Usually, a document may contain the content of many aspects and
readers have different goals when searching and reading the
documents. Therefore, if in process 105 it is determined that the
document also contains more category names that can reflect the
content of the document, the procedure will be back to the process
102 and the next category name will be generated according to the
classification result of the document. If there is no other
category names need to be generated, the procedure will go into the
process 106.
[0042] In the process 106, the category name information that the
document belongs to is correspondingly stored with the document.
Specifically, according to the preferable embodiment of the present
invention, the category name information can be stored
correspondingly with electronic document as knowledge tags. For
instance, extensible makeup language (XML) can be utilized to
attach the tags to the document.
[0043] As mentioned above, the present invention doesn't limit the
specific way by which the category name information is stored. For
example, it can be stored with the electronic document as a part of
the electronic document, and it can also be stored separately as
long as it can correspond to the electronic document.
[0044] As will be apparent in the light of the foregoing disclosure
of the above embodiment, when the electronic document processing
method of the present embodiment is adopted, it becomes possible to
assist the author complete several preparations for the category
name to which the document belongs when the document is being
prepared and ensure the correctness of the category name to which
the document belongs by taking advantage of the writer's
comprehension over said document without bringing additional
workload to the writer. And, due to that multiple category names,
which can fully reflect the category to which the document belongs,
can be generated for this document, the document classification
will be more exact and comprehensive when performing classification
using website, thus higher user's satisfaction can be obtained.
[0045] Electronic Document Processing Device
[0046] Under the same inventive concept, an electronic document
processing device is provided according to one aspect of the
invention. FIG. 2 is a schematic diagram showing the structure of
an electronic document processing device according to an embodiment
of the present invention.

Dataset entries:
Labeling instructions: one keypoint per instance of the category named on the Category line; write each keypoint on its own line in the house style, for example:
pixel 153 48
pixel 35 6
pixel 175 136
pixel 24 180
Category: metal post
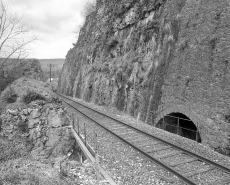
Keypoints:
pixel 50 72
pixel 85 133
pixel 78 127
pixel 196 136
pixel 96 156
pixel 178 125
pixel 73 124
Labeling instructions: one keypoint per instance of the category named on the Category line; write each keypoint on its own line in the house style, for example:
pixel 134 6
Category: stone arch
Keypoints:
pixel 196 119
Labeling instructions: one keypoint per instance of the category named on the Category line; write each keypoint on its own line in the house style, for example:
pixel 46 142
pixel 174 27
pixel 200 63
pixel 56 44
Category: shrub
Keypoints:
pixel 10 96
pixel 89 7
pixel 0 124
pixel 23 127
pixel 32 96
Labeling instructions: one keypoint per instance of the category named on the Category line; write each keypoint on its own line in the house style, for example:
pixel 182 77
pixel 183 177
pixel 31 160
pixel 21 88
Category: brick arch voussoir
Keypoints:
pixel 181 109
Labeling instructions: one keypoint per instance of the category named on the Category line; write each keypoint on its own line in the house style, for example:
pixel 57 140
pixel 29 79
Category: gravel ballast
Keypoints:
pixel 127 166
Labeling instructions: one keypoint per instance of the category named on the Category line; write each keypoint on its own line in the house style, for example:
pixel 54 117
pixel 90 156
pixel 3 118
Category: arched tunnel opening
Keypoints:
pixel 180 124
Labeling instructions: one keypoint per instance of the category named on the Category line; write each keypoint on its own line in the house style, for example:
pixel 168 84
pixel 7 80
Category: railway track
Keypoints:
pixel 183 164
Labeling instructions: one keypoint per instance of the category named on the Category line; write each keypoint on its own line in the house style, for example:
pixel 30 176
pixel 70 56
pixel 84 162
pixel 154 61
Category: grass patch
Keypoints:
pixel 10 96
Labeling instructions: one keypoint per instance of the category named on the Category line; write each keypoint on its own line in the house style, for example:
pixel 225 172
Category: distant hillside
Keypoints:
pixel 56 63
pixel 56 66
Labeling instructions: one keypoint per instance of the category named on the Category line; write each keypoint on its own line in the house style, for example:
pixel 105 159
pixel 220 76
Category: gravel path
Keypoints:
pixel 125 165
pixel 188 144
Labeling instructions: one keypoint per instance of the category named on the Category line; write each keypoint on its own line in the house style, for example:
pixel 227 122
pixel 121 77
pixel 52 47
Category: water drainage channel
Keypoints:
pixel 122 126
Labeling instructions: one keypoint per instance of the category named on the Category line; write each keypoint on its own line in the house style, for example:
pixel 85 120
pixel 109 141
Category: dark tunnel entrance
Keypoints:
pixel 180 124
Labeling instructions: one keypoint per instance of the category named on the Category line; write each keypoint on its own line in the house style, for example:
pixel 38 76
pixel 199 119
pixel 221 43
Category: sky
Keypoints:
pixel 53 23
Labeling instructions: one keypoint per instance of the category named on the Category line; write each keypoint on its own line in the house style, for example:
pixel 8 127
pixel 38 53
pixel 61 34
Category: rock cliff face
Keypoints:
pixel 36 120
pixel 150 58
pixel 14 69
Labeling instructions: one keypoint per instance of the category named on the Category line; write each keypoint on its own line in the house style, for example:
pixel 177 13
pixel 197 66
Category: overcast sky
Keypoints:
pixel 53 21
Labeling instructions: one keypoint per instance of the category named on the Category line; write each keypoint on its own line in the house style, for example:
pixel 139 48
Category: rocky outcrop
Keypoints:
pixel 41 124
pixel 14 69
pixel 147 57
pixel 38 119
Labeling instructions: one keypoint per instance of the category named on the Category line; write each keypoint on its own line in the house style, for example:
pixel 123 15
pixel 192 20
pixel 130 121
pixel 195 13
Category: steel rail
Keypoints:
pixel 202 158
pixel 156 161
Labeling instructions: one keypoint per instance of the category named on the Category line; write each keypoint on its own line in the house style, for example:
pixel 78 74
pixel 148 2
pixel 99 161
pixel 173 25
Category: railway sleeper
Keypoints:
pixel 174 179
pixel 146 144
pixel 167 154
pixel 157 149
pixel 183 162
pixel 223 181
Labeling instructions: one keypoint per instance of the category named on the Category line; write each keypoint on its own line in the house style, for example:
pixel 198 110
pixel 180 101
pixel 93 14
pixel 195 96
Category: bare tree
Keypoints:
pixel 14 36
pixel 89 7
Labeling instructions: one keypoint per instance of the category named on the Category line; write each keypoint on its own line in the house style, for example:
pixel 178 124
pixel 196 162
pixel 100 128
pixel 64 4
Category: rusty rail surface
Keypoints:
pixel 184 177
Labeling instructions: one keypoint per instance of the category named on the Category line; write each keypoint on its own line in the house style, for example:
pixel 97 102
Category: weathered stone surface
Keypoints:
pixel 41 124
pixel 148 57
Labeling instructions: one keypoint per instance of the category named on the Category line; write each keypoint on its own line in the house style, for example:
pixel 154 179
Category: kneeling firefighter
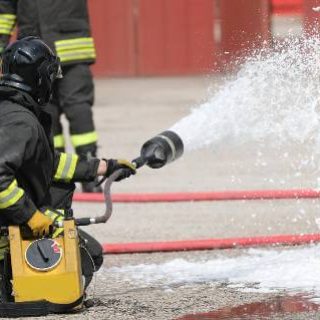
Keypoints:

Given instruction 1:
Extract the lines of the entries starting at the beginning of the entries and ending with the line containing "pixel 73 124", both ends included, and leave the pictures out of your answer.
Given instruction 2:
Continue the patent passage on electronic document processing from the point where it stops.
These entries are unrelated to the patent passage on electronic document processing.

Exercise output 1:
Labeling instructions: one keypoint per instance of the category named on the Category line; write each keypoint on its own line in the house style, for example:
pixel 153 48
pixel 35 6
pixel 175 136
pixel 24 180
Category: metal post
Keypoints:
pixel 50 72
pixel 85 133
pixel 78 127
pixel 196 136
pixel 96 156
pixel 178 125
pixel 73 124

Exercise output 2:
[0047] As shown in FIG. 2, the electronic document processing
device 200 includes: an electronic document editing unit 201 for
editing the electronic document, wherein the electronic document
editing unit 201 can either be an independent document editing unit
or use the existing document editors, such as MS word, Adobe Writer
or WPS, etc.; a document classifying unit 202, which is used for
author to classify and analysis the electronic document written by
the user using various kinds of classification methods, and
generate a list of the category name(s) that the document belongs
to; a category name buffer unit 203 which is used to temporarily
store the category name information generated by document
classifying unit 202; a category name verification unit 204, which
is used to valuate and modify the category name(s) to which the
document belongs and stored by the category name buffer unit 203 in
order to determine the category name which the author's document
belongs to; and the category name storing unit 206, which is used
to correspondingly store the category name information generated by
the document classifying unit 202 with the electronic document.
[0048] Furthermore, in the category name verification unit 204 of
the document processing device 200 according to the present
embodiment, for example, it may also include one more comparing
unit (not shown). Then, the comparing unit provides one or more
reference documents and the classification-tree of the reference
document to be used to calculate the similarity between the
document and the reference document. Then verifying whether the
category name generated by the category name buffering unit 203 is
correct or not.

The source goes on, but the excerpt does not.